- **What this task involves**: Write out the part of the David Lodge entry below that runs from "Lodge, David (1935-…), is" to "the academic world.", word for word.

- **Extract to read**:
—————
Lodge, David (1935-…), is a British novelist and literary critic. Most of Lodge’s novels are partly autobiographical satirical comedies, set in universities. His novels exploit literary devices such as allusion and parody. Much of Lodge’s working life has been spent in the academic world.
Lodge’s novels include The Picturegoers (1960); The British Museum Is Falling Down (1965); Changing Places (1975) and its sequel Small World (1984); How Far Can You Go (published in the United States as Souls & Bodies, 1980); Nice Work (1988); Therapy (1995); and Thinks (2001). In Changing Places and Small World, Lodge describes the adventures of Philip Swallow, a shy young academic, and introduces his readers to modern critical theories of literature such as post-structuralism and deconstruction. In Nice Work, he compares the life of an industrialist and an academic. How Far Can You Go won the 1980 Whitbread Book of the Year award. The novel portrays Roman Catholics struggling to resolve some of the moral problems of modern life.
David John Lodge was born on Jan. 28, 1935, in Dulwich, London, and studied English literature at University College, London. In 1960, he became an assistant lecturer at the University of Birmingham. He was professor of modern English literature at Birmingham from 1976 to 1987. His many works of literary criticism and theory include The Language of Fiction (1966), The Novelist at the Crossroads, and Other Essays on Fiction and Criticism (1971, revised 1984), Write On: Occasional Essays (1986), and After Bakhtin: Essays in Fiction and Criticism (1990).
—————
- **Input data**:
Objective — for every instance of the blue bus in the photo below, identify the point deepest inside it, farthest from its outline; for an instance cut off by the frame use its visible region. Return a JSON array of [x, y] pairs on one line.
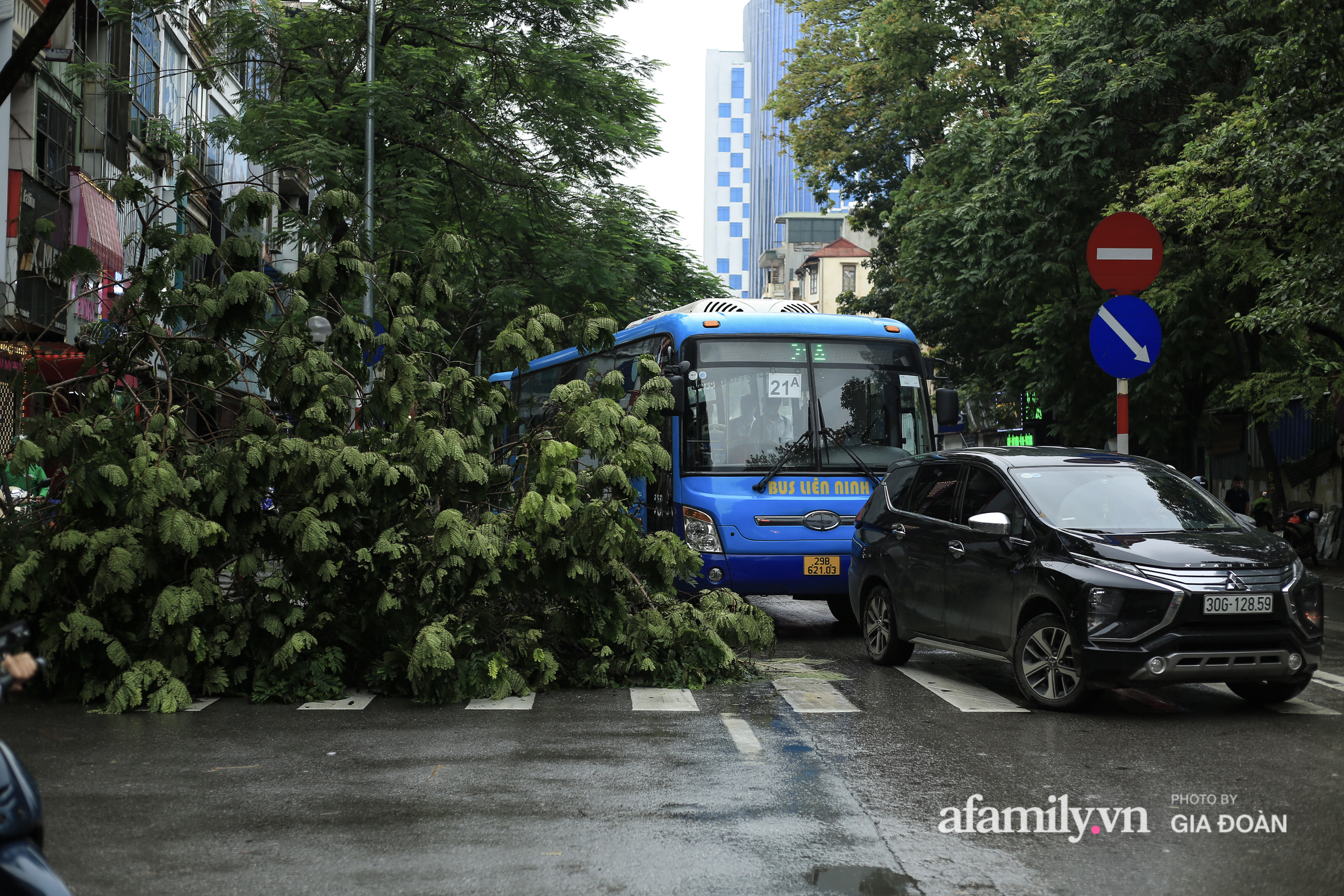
—————
- **Solution for this task**:
Lodge, David (1935-…), is a British novelist and literary critic. Most of Lodge’s novels are partly autobiographical satirical comedies, set in universities. His novels exploit literary devices such as allusion and parody. Much of Lodge’s working life has been spent in the academic world.